(WRITTEN PROBLEM)
Reproduce the stretch of the items from the start through the line containing "POLYGON ((334 96, 337", substituting "smokestack" for every occurrence of "chimney" and leaving everything else unchanged.

── DATA ROWS ──

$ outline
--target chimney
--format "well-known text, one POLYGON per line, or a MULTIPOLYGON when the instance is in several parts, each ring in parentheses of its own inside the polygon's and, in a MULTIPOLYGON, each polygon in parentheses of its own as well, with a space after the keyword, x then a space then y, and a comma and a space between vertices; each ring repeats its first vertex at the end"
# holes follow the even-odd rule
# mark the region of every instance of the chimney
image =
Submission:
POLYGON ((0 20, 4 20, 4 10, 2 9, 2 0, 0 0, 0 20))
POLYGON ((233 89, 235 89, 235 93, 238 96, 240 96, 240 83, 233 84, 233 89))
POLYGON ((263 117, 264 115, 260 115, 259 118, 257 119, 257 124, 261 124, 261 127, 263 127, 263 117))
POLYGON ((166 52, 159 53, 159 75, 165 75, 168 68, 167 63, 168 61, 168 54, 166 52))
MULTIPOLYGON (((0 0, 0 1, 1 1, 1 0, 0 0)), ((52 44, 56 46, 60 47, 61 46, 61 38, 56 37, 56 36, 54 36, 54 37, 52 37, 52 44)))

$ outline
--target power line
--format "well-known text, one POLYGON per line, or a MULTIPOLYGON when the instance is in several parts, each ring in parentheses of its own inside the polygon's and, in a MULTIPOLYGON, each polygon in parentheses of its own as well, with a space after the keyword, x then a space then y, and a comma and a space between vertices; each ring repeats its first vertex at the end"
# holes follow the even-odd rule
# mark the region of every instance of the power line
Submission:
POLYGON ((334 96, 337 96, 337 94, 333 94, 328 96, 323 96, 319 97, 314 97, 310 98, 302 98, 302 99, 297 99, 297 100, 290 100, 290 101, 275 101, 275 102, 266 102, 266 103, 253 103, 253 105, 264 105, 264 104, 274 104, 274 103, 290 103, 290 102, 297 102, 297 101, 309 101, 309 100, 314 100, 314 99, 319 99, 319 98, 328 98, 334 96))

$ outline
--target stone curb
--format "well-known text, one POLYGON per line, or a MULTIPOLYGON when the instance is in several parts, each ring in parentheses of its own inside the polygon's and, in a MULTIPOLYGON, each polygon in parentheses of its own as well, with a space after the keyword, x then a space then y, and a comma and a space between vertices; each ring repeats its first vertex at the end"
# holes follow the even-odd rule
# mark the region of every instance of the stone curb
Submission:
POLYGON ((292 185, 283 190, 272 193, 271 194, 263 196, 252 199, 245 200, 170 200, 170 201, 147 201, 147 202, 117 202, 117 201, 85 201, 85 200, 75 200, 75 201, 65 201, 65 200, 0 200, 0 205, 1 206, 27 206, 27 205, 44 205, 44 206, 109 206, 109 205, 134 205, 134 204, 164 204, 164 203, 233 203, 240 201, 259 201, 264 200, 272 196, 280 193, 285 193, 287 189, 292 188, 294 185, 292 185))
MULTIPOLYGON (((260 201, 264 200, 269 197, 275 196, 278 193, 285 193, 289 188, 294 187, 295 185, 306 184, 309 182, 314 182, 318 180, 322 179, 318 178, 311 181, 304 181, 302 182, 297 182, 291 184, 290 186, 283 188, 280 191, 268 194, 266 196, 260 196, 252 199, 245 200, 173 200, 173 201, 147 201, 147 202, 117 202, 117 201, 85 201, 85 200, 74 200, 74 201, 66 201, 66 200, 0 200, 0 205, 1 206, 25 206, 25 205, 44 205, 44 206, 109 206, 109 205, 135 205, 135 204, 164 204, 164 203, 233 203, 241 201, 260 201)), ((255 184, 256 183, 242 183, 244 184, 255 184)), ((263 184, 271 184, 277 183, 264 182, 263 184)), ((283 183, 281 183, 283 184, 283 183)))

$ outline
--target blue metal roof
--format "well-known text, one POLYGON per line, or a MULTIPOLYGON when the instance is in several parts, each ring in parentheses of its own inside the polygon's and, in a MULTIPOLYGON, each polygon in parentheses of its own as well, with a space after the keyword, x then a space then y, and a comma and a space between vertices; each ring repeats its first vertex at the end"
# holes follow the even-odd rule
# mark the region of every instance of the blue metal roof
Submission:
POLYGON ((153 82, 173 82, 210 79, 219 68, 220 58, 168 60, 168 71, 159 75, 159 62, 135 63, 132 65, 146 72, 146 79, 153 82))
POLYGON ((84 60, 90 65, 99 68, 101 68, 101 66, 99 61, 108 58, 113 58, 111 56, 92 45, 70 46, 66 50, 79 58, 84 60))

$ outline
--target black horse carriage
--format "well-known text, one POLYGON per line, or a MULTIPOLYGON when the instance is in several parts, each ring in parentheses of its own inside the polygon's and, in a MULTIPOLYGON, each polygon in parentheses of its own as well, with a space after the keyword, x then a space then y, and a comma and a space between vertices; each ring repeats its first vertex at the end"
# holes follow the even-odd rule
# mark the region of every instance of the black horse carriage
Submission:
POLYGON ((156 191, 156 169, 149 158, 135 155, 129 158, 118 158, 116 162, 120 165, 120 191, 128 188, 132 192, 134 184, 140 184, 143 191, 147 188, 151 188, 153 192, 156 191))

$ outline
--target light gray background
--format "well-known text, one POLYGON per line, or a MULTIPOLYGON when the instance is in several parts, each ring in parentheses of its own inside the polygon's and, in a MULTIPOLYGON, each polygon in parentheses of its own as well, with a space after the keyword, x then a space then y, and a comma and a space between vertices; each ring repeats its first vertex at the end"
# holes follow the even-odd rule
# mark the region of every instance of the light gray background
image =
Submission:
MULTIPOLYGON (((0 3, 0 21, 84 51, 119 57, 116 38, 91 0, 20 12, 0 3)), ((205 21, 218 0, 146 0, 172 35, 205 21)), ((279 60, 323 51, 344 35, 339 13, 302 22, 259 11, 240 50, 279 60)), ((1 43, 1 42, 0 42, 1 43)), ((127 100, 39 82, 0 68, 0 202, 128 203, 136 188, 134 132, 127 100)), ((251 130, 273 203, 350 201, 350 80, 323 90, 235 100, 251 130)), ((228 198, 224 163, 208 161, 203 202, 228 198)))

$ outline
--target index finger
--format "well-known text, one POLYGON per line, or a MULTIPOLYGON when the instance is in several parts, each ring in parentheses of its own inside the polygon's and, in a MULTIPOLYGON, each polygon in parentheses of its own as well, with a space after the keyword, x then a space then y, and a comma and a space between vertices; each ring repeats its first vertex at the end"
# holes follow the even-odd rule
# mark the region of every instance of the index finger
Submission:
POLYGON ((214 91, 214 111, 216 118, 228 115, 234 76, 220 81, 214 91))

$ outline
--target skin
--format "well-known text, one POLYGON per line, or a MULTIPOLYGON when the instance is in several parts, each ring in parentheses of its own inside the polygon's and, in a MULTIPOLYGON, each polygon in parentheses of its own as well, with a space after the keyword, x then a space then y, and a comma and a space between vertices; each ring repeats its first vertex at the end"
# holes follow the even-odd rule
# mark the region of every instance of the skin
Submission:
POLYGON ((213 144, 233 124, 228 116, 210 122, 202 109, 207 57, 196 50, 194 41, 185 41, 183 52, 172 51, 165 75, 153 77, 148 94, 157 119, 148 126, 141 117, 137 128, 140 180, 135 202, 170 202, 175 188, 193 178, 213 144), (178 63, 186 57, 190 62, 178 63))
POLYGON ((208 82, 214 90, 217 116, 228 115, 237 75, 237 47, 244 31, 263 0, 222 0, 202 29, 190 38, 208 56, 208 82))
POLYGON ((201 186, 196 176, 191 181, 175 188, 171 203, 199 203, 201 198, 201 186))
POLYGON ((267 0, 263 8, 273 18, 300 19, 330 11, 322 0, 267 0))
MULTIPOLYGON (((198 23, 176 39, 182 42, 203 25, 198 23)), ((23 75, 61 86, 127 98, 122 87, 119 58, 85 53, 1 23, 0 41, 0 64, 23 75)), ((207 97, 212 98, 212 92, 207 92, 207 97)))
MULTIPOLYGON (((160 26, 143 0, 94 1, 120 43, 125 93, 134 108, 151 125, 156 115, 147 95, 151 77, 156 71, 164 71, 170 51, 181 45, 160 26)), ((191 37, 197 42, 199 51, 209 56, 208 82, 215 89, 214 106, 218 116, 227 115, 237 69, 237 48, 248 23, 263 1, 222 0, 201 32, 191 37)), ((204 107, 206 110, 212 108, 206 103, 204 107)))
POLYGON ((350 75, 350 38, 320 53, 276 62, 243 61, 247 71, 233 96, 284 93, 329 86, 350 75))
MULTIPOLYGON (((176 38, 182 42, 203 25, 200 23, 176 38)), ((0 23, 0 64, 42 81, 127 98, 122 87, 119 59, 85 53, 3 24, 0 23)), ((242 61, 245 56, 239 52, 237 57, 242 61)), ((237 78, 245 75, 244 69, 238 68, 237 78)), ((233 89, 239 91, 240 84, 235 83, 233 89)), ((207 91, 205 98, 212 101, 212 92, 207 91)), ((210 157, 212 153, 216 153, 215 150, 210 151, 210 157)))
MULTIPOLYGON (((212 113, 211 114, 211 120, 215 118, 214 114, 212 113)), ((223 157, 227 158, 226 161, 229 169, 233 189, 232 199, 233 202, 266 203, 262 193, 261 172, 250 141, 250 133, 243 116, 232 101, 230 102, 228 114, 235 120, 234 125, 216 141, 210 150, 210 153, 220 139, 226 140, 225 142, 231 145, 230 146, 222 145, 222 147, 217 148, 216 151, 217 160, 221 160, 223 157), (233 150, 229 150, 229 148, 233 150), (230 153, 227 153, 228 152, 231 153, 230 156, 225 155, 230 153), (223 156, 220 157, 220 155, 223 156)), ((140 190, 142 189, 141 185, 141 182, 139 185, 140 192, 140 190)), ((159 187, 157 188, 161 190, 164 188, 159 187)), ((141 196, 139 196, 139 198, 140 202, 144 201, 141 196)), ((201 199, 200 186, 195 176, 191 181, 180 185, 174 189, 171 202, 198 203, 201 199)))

───

(FULL RESPONSE)
$ outline
--target smokestack
--format "well-known text, one POLYGON per line, or a MULTIPOLYGON when the instance is in several parts, each ring in parentheses of its own inside the polygon's and, in a MULTIPOLYGON, each polygon in parentheses of its own as well, with a space after the keyword, x then a space then y, and a comma and a space between vertices; each ring repeats its first vertex at the end"
# holes follow the even-odd rule
# mark the region of every instance of the smokestack
image =
Submission:
POLYGON ((0 20, 4 20, 4 10, 2 9, 2 0, 0 0, 0 20))
POLYGON ((233 89, 235 89, 235 93, 238 96, 240 96, 240 83, 233 84, 233 89))
POLYGON ((263 117, 264 115, 260 115, 259 118, 257 119, 257 124, 261 124, 261 127, 263 127, 263 117))
POLYGON ((166 52, 159 53, 159 75, 165 75, 168 68, 167 63, 168 61, 168 54, 166 52))
MULTIPOLYGON (((0 0, 0 1, 1 1, 1 0, 0 0)), ((52 44, 56 46, 60 47, 61 46, 61 38, 56 37, 56 36, 54 36, 54 37, 52 37, 52 44)))

$ outline
--target power line
--format "well-known text, one POLYGON per line, or a MULTIPOLYGON when the instance is in several parts, each ring in parentheses of its own inside the polygon's and, in a MULTIPOLYGON, each polygon in parentheses of its own as well, with a space after the keyword, x then a space then y, and a comma and a space between vertices; each ring repeats its first vertex at the end"
# holes follow the even-odd rule
# mark the region of every instance of the power line
Submission:
POLYGON ((334 96, 337 96, 337 94, 333 94, 328 96, 323 96, 319 97, 314 97, 310 98, 302 98, 302 99, 297 99, 297 100, 290 100, 290 101, 275 101, 275 102, 266 102, 266 103, 253 103, 253 105, 264 105, 264 104, 274 104, 274 103, 290 103, 290 102, 297 102, 297 101, 309 101, 309 100, 314 100, 314 99, 319 99, 319 98, 328 98, 334 96))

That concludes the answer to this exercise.